• SUPPLIED TEXT:

As Baron de Besenval again remarks, “a mistress removed is not yet to be despised, and love has its caprices and returns as prompt as those of fortune.” Madame de Pompadour stayed where she was. The Minister of War and the Keeper of the Seals were sacrificed to her. The favorite made a tearful scene in presence of Louis XV. One would have thought she was going to faint. Madame du Hausset went to fetch her some of Hoffman’s drops. The King himself arranged the dose with sugar and presented it to the Marquise in the most gracious manner. She ended by smiling and kissed the hand of the gallant monarch, who consoled her.

Two days later, Count d’Argenson received the following letter from the King: “Your service is no longer necessary to me. I order you to send me your resignation as Secretary of State for War and all which concerns the employments thereunto adjoined, and to retire to your estate of Ormes.”

Things resumed their customary course. At the end of January, 1757, the advocate Barbier wrote in his journal: “The King is perfectly well. Madame the Marquise de Pompadour has not quitted Versailles. A few days after his recovery the King paid her a visit of a quarter of an hour, but since he holds his councils as usual he has resumed his own occupations; he has hunted several times, and the little suppers have begun again.” The chronicler, often cynical, concludes as follows: “Notwithstanding the criticisms of evil-minded persons, the best thing that could happen to both him and us, that is to all good citizens, would be for him to banish from his mind a misfortune which ought not to affect one, and continue his ordinary dissipations.”

• TO-DO LIST:
a) Answer these questions from the passage on Madame de Pompadour, one line each:
(i) Who went to fetch Hoffman's drops for the Marquise?
(ii) To which estate was Count d'Argenson ordered to retire?
(iii) According to Barbier, how long was the King's visit to the Marquise a few days after his recovery?
b) Repeat word for word the part of the passage on Madame de Pompadour starting at "As Baron de" and ending at "who consoled her.".

• LISTED RECORDS:
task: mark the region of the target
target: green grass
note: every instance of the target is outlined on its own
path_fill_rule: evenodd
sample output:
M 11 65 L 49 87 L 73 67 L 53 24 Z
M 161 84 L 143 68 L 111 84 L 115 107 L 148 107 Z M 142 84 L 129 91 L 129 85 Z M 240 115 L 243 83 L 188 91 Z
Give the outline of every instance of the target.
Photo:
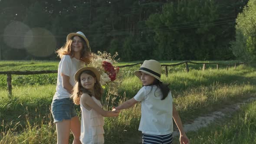
M 12 69 L 8 70 L 41 70 L 51 67 L 55 68 L 51 70 L 56 70 L 59 62 L 27 61 L 16 62 L 15 65 L 15 62 L 0 62 L 0 65 L 4 69 L 7 67 Z M 14 65 L 11 66 L 12 64 Z M 121 103 L 132 98 L 141 88 L 139 80 L 133 74 L 139 67 L 121 68 L 122 83 L 115 103 Z M 225 68 L 219 70 L 210 68 L 205 71 L 195 68 L 188 73 L 184 70 L 171 71 L 168 77 L 163 74 L 161 79 L 164 82 L 170 84 L 174 103 L 182 121 L 186 123 L 218 108 L 251 96 L 251 94 L 256 92 L 256 75 L 254 67 L 240 65 L 236 69 L 231 68 L 229 70 Z M 6 75 L 0 75 L 0 144 L 56 143 L 55 125 L 50 108 L 57 75 L 14 75 L 11 99 L 8 97 L 6 77 L 4 77 Z M 106 105 L 103 103 L 104 108 L 111 108 L 113 104 Z M 80 115 L 80 108 L 75 108 Z M 105 118 L 105 143 L 120 144 L 125 139 L 139 134 L 138 128 L 140 115 L 139 104 L 123 111 L 117 118 Z M 71 134 L 70 142 L 72 140 Z
M 189 132 L 191 144 L 256 143 L 256 101 L 241 109 L 220 124 L 212 124 Z

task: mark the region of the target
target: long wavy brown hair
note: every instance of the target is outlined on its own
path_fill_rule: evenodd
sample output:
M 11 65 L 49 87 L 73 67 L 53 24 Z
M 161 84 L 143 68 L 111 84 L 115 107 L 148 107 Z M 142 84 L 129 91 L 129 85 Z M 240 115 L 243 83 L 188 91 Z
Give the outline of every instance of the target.
M 88 94 L 90 96 L 92 96 L 92 92 L 90 91 L 83 87 L 82 85 L 81 80 L 80 80 L 80 77 L 83 73 L 86 73 L 90 75 L 96 80 L 96 83 L 94 84 L 94 97 L 96 99 L 100 100 L 103 93 L 103 89 L 102 88 L 102 86 L 99 83 L 99 82 L 98 82 L 97 80 L 96 75 L 94 73 L 89 70 L 85 70 L 81 72 L 79 75 L 78 82 L 75 82 L 75 85 L 74 88 L 73 88 L 73 92 L 72 93 L 71 97 L 71 98 L 73 99 L 73 101 L 74 101 L 74 103 L 77 105 L 80 104 L 80 98 L 82 94 Z
M 83 43 L 83 49 L 80 52 L 81 57 L 80 60 L 84 62 L 85 64 L 89 64 L 91 62 L 92 58 L 92 52 L 90 48 L 88 48 L 86 45 L 86 42 L 82 37 L 79 36 L 74 36 L 68 40 L 65 44 L 60 49 L 56 50 L 56 52 L 58 54 L 58 56 L 62 59 L 64 55 L 69 55 L 71 58 L 75 56 L 75 53 L 72 49 L 72 43 L 75 36 L 78 36 L 82 39 Z

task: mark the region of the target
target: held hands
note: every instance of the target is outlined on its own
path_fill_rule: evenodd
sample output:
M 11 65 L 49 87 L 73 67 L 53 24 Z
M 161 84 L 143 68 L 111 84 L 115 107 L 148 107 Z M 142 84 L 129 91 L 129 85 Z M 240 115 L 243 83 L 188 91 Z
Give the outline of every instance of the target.
M 112 110 L 111 111 L 115 112 L 118 112 L 118 113 L 120 112 L 120 110 L 116 109 L 115 106 L 112 107 Z
M 115 116 L 118 116 L 118 115 L 119 113 L 120 112 L 120 110 L 118 110 L 116 109 L 115 108 L 115 106 L 113 106 L 112 108 L 112 110 L 111 111 L 114 112 L 114 115 Z
M 181 144 L 189 144 L 189 139 L 186 134 L 180 135 L 180 141 Z

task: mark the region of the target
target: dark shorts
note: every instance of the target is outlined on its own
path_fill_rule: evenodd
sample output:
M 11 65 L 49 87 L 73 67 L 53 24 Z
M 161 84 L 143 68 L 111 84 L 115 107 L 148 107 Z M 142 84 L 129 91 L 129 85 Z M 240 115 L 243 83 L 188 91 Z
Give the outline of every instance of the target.
M 52 102 L 52 114 L 53 122 L 70 120 L 76 115 L 73 101 L 69 98 L 55 99 Z
M 172 144 L 172 134 L 166 135 L 154 135 L 142 134 L 143 144 Z

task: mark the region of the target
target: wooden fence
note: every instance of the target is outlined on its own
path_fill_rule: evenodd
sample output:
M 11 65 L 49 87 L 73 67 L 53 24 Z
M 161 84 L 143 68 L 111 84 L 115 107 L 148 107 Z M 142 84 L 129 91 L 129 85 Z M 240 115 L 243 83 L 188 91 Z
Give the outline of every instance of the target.
M 205 69 L 206 65 L 209 64 L 216 64 L 216 69 L 219 69 L 219 65 L 224 65 L 226 66 L 226 70 L 228 70 L 229 67 L 230 67 L 234 65 L 235 69 L 236 69 L 236 66 L 241 65 L 245 64 L 246 62 L 243 63 L 235 63 L 234 64 L 227 65 L 224 64 L 221 64 L 217 62 L 193 62 L 190 61 L 186 61 L 183 62 L 177 63 L 173 64 L 163 64 L 161 65 L 162 66 L 164 66 L 165 69 L 165 75 L 166 76 L 168 76 L 168 66 L 176 66 L 180 65 L 185 64 L 186 66 L 186 70 L 187 72 L 189 72 L 189 68 L 188 67 L 188 63 L 194 64 L 203 64 L 202 70 L 204 71 Z M 124 68 L 126 67 L 138 65 L 141 65 L 142 62 L 137 63 L 131 65 L 124 65 L 118 66 L 119 68 Z M 37 75 L 37 74 L 47 74 L 47 73 L 58 73 L 57 70 L 46 70 L 46 71 L 6 71 L 6 72 L 0 72 L 0 75 L 7 75 L 7 90 L 9 92 L 9 97 L 12 96 L 12 75 Z

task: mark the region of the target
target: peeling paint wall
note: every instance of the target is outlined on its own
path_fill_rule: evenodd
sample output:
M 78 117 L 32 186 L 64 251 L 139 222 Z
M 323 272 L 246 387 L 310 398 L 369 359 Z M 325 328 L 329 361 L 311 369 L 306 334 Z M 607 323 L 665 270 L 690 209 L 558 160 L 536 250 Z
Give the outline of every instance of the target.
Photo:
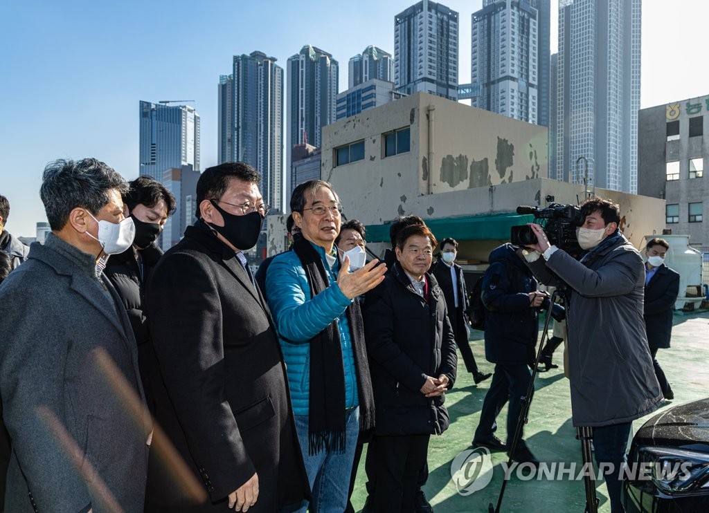
M 430 105 L 435 110 L 428 110 Z M 406 127 L 411 150 L 384 158 L 384 134 Z M 363 160 L 334 165 L 335 148 L 362 140 Z M 584 197 L 583 187 L 546 178 L 545 127 L 425 93 L 325 127 L 323 144 L 323 179 L 335 187 L 347 218 L 364 224 L 409 214 L 427 219 L 514 212 L 521 204 L 546 206 L 548 195 L 561 203 L 576 204 L 577 197 Z M 636 246 L 642 244 L 643 236 L 664 226 L 663 200 L 598 192 L 620 202 L 626 233 Z M 461 258 L 486 260 L 503 241 L 460 241 Z

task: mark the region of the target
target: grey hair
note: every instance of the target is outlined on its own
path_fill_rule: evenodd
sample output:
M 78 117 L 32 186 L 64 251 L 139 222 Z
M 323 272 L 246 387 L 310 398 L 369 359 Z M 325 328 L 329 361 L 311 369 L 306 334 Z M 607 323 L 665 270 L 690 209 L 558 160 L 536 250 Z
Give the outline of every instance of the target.
M 303 209 L 306 207 L 306 203 L 308 202 L 307 198 L 312 198 L 323 187 L 330 189 L 335 196 L 335 201 L 340 203 L 340 197 L 330 182 L 325 182 L 324 180 L 309 180 L 293 190 L 293 194 L 291 195 L 291 212 L 302 214 Z
M 127 194 L 128 182 L 104 163 L 96 158 L 59 159 L 45 168 L 40 197 L 50 226 L 60 230 L 77 207 L 97 215 L 111 200 L 108 193 L 114 189 L 121 196 Z

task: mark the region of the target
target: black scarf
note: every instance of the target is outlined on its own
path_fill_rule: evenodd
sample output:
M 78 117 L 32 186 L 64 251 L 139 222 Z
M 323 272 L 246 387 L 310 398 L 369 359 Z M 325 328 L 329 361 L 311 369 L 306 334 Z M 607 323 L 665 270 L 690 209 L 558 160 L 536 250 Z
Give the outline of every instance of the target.
M 303 237 L 293 243 L 293 250 L 305 269 L 311 297 L 315 297 L 330 284 L 323 259 L 311 243 Z M 347 270 L 340 270 L 340 272 L 347 272 Z M 359 303 L 357 300 L 352 301 L 347 306 L 345 314 L 350 324 L 359 393 L 359 429 L 366 431 L 374 425 L 374 398 Z M 344 452 L 346 439 L 345 369 L 336 319 L 310 340 L 308 408 L 308 454 L 316 454 L 323 449 Z

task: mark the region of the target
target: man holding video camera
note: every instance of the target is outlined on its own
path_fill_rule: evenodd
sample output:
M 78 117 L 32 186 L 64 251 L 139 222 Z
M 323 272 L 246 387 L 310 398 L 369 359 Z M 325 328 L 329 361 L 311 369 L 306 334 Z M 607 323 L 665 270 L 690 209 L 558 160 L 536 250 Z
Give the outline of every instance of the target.
M 525 255 L 542 283 L 569 287 L 566 306 L 569 373 L 574 427 L 593 427 L 599 466 L 611 512 L 623 512 L 620 466 L 635 419 L 662 400 L 642 320 L 645 273 L 640 253 L 620 233 L 618 205 L 589 198 L 581 205 L 576 260 L 551 246 L 538 224 L 530 224 L 535 251 Z M 550 273 L 552 271 L 553 274 Z

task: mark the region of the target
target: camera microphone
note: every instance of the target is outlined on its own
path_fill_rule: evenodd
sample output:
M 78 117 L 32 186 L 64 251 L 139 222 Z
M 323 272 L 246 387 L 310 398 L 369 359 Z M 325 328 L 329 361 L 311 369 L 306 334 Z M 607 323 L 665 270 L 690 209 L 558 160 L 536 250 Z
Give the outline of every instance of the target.
M 536 214 L 539 211 L 539 209 L 536 207 L 527 207 L 527 205 L 520 205 L 517 207 L 517 213 L 520 214 Z

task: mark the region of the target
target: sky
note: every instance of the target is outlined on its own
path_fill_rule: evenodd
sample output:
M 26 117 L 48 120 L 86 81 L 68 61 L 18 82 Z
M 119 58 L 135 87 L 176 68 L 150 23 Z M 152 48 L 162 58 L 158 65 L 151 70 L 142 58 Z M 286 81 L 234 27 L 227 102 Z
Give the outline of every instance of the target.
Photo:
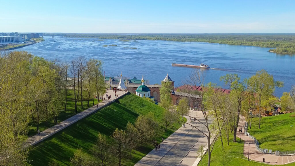
M 3 0 L 0 32 L 294 33 L 294 0 Z

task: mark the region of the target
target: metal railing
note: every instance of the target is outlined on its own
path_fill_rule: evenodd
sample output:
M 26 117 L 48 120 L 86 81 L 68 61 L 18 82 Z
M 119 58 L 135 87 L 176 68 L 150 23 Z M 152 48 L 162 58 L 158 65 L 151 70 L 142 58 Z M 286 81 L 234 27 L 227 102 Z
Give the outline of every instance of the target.
M 254 140 L 254 142 L 255 144 L 255 147 L 256 148 L 256 150 L 258 151 L 266 154 L 271 154 L 277 156 L 291 156 L 292 155 L 295 155 L 295 150 L 291 151 L 287 151 L 286 152 L 280 152 L 279 151 L 272 150 L 268 150 L 267 149 L 264 149 L 260 148 L 259 146 L 259 142 L 256 139 L 254 136 L 251 136 L 250 134 L 250 133 L 247 132 L 248 128 L 248 123 L 246 123 L 244 126 L 245 130 L 245 135 L 248 136 L 251 139 Z

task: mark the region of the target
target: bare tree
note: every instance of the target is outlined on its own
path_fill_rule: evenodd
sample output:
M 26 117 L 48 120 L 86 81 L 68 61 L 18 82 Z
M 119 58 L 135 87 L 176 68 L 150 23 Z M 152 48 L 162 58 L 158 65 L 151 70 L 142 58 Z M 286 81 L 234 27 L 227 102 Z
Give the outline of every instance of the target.
M 76 63 L 77 63 L 77 66 L 78 68 L 78 77 L 80 79 L 81 86 L 81 108 L 83 109 L 83 86 L 82 81 L 83 80 L 83 77 L 82 76 L 83 73 L 83 70 L 85 67 L 84 63 L 85 63 L 85 58 L 83 57 L 80 57 L 78 58 L 76 60 Z M 78 82 L 78 88 L 79 88 Z
M 201 88 L 199 94 L 200 95 L 196 97 L 196 95 L 193 95 L 195 93 L 193 92 L 188 93 L 188 95 L 191 96 L 191 98 L 192 100 L 195 100 L 196 102 L 199 103 L 199 106 L 202 109 L 202 115 L 203 115 L 203 120 L 201 119 L 196 119 L 197 121 L 201 124 L 200 126 L 198 126 L 196 125 L 193 126 L 190 123 L 186 123 L 193 127 L 196 128 L 198 131 L 204 134 L 206 136 L 208 140 L 207 147 L 208 149 L 207 153 L 208 154 L 208 161 L 207 165 L 210 166 L 211 160 L 211 154 L 214 147 L 214 145 L 218 137 L 220 136 L 220 133 L 221 130 L 222 129 L 225 123 L 226 122 L 227 119 L 229 114 L 229 111 L 226 109 L 224 109 L 225 111 L 225 116 L 224 118 L 220 118 L 221 121 L 219 122 L 219 128 L 213 127 L 211 128 L 210 125 L 211 122 L 214 118 L 214 115 L 211 114 L 212 111 L 208 109 L 206 107 L 206 102 L 207 98 L 206 96 L 210 95 L 207 93 L 206 88 L 204 88 L 204 80 L 205 75 L 203 72 L 198 70 L 196 70 L 193 71 L 190 77 L 187 78 L 185 81 L 183 82 L 183 84 L 186 85 L 185 87 L 187 87 L 186 89 L 186 92 L 189 92 L 191 91 L 196 90 L 194 90 L 195 88 L 191 88 L 191 87 L 196 87 L 199 86 Z M 190 94 L 191 94 L 190 95 Z M 191 118 L 194 118 L 189 116 Z M 204 127 L 206 129 L 204 130 L 202 127 Z M 215 134 L 215 135 L 212 136 L 212 134 Z M 214 136 L 212 142 L 211 139 L 212 136 Z
M 294 107 L 294 112 L 295 112 L 295 85 L 292 85 L 291 87 L 291 93 L 290 95 L 293 101 L 293 106 Z
M 78 85 L 78 88 L 79 88 L 79 76 L 78 73 L 78 69 L 76 64 L 76 61 L 73 60 L 71 61 L 71 67 L 70 70 L 72 74 L 73 77 L 73 83 L 74 87 L 74 96 L 75 100 L 75 111 L 76 113 L 77 113 L 77 102 L 78 100 L 78 97 L 79 96 L 79 89 L 76 93 L 76 86 Z

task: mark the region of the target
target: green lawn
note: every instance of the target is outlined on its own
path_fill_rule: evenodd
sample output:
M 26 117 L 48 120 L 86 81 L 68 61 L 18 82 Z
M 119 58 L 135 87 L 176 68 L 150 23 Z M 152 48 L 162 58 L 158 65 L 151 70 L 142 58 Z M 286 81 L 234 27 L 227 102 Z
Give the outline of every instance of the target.
M 163 108 L 136 95 L 129 94 L 117 102 L 101 109 L 97 112 L 65 128 L 33 147 L 30 152 L 32 165 L 46 165 L 55 160 L 61 165 L 70 165 L 70 159 L 77 148 L 82 148 L 91 154 L 90 150 L 96 140 L 98 132 L 109 136 L 116 128 L 125 129 L 128 121 L 134 123 L 139 114 L 145 114 L 150 110 L 155 113 L 159 122 Z M 179 126 L 180 126 L 180 124 Z M 168 129 L 160 141 L 174 131 Z M 153 148 L 151 144 L 145 143 L 135 153 L 131 159 L 122 161 L 125 165 L 133 165 Z
M 222 137 L 224 145 L 224 152 L 221 146 L 220 138 L 216 141 L 213 152 L 211 154 L 211 166 L 232 165 L 239 166 L 267 166 L 268 164 L 263 164 L 253 161 L 248 161 L 248 158 L 244 155 L 244 141 L 240 142 L 240 139 L 237 139 L 237 142 L 232 141 L 233 136 L 230 136 L 230 145 L 227 146 L 226 138 Z M 208 161 L 207 154 L 200 162 L 198 166 L 205 166 L 207 165 Z M 286 166 L 295 166 L 295 163 L 283 165 Z
M 86 97 L 86 92 L 84 92 L 84 95 Z M 58 122 L 59 123 L 65 120 L 76 115 L 75 112 L 75 102 L 74 99 L 74 91 L 72 90 L 68 90 L 67 92 L 68 95 L 67 96 L 67 109 L 65 111 L 64 104 L 62 106 L 60 109 L 60 113 L 57 118 Z M 81 97 L 79 96 L 80 97 Z M 83 100 L 83 109 L 81 109 L 81 103 L 79 102 L 77 104 L 77 113 L 79 113 L 86 110 L 90 107 L 93 106 L 93 100 L 91 100 L 89 102 L 90 107 L 87 107 L 87 99 L 85 98 Z M 94 105 L 99 102 L 97 99 L 94 99 Z M 41 132 L 44 131 L 46 129 L 50 128 L 56 124 L 54 123 L 54 119 L 52 118 L 50 121 L 42 121 L 39 125 L 39 128 Z M 34 123 L 30 124 L 29 126 L 28 136 L 32 136 L 37 134 L 37 125 Z
M 261 148 L 273 152 L 295 150 L 295 117 L 290 117 L 293 113 L 263 117 L 260 129 L 258 129 L 259 118 L 253 118 L 249 132 L 259 141 Z

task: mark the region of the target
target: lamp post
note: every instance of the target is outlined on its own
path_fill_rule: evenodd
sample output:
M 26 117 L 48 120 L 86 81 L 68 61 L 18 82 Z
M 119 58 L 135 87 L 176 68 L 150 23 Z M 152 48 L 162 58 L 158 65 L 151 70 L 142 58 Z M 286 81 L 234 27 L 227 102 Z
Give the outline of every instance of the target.
M 250 149 L 250 143 L 248 143 L 248 161 L 249 160 L 249 150 Z
M 155 123 L 154 122 L 154 144 L 155 145 L 155 135 L 156 135 L 155 132 L 155 123 L 156 123 L 157 126 L 158 126 L 158 123 Z

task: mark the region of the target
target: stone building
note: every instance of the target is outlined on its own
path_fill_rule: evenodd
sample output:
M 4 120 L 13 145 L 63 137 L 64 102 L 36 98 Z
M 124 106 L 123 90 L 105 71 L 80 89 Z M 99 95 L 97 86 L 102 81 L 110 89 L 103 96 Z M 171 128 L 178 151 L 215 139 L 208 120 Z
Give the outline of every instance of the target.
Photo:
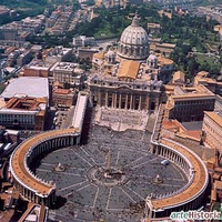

• SOLUTION LIST:
a)
(i) Madame du Hausset.
(ii) His estate of Ormes.
(iii) A quarter of an hour.

b)
As Baron de Besenval again remarks, “a mistress removed is not yet to be despised, and love has its caprices and returns as prompt as those of fortune.” Madame de Pompadour stayed where she was. The Minister of War and the Keeper of the Seals were sacrificed to her. The favorite made a tearful scene in presence of Louis XV. One would have thought she was going to faint. Madame du Hausset went to fetch her some of Hoffman’s drops. The King himself arranged the dose with sugar and presented it to the Marquise in the most gracious manner. She ended by smiling and kissed the hand of the gallant monarch, who consoled her.